MATERIAL PROVIDED:
=== Section Start ===

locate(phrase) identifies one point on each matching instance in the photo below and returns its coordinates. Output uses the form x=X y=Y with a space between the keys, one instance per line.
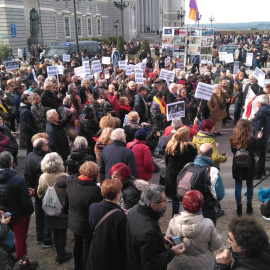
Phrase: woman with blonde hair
x=103 y=140
x=178 y=153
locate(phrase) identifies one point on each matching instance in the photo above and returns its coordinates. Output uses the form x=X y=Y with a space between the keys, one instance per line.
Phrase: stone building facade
x=95 y=18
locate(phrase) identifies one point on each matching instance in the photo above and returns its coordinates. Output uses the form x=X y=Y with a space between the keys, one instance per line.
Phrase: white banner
x=138 y=76
x=166 y=75
x=175 y=110
x=12 y=65
x=204 y=91
x=96 y=66
x=66 y=58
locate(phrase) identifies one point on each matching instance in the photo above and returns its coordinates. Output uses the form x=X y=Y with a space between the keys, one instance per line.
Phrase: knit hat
x=122 y=169
x=140 y=134
x=193 y=201
x=207 y=124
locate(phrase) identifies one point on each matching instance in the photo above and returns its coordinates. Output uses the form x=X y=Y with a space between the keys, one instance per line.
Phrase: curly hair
x=241 y=134
x=249 y=235
x=181 y=136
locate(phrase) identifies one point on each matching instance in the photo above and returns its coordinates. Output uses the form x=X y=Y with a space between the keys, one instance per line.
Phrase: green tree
x=120 y=45
x=145 y=46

=== Section End ===

WHAT YOU SHOULD DO: Write out the listing above exactly, images omitted.

WRITTEN RESPONSE:
locate(phrase) identifies one point on each matching instance in the photo below and returns its coordinates. Output uses the form x=X y=Y with a space between the keys, one instance per line.
Phrase: woman with blonde hair
x=103 y=140
x=178 y=153
locate(phrase) identifies one point on each matching instance in the photo above and returns its coordinates. Output uses the form x=X y=Y with a space between the keys, one instance per line.
Phrase: stone building facade
x=95 y=18
locate(phrase) identifies one point on each matching instance in the photo above and returns its coordinates. Output uses the form x=X y=Y with a space between the keys, one instance per line.
Phrase: white banner
x=138 y=76
x=166 y=75
x=175 y=110
x=12 y=65
x=204 y=91
x=96 y=66
x=66 y=58
locate(phrase) identifies one point on each matching instance in the photo above and returns its coordinates. Output uses the form x=X y=Y with a space between the keys, one instance per line.
Phrase: knit hat
x=122 y=169
x=140 y=134
x=193 y=201
x=207 y=124
locate(phrase) identifies one point on each matching instance in the photo above and returns its coordinates. Output uses the form x=X y=Y with a space between the keys, one instance per line.
Phrase: curly hair
x=241 y=134
x=249 y=235
x=181 y=136
locate(phrase) identifies one point on each matching instance in the photo above and returns its coordinates. Output uses the form x=X y=Y with a space between the keys, one instance per line.
Phrase: green tree
x=120 y=45
x=145 y=46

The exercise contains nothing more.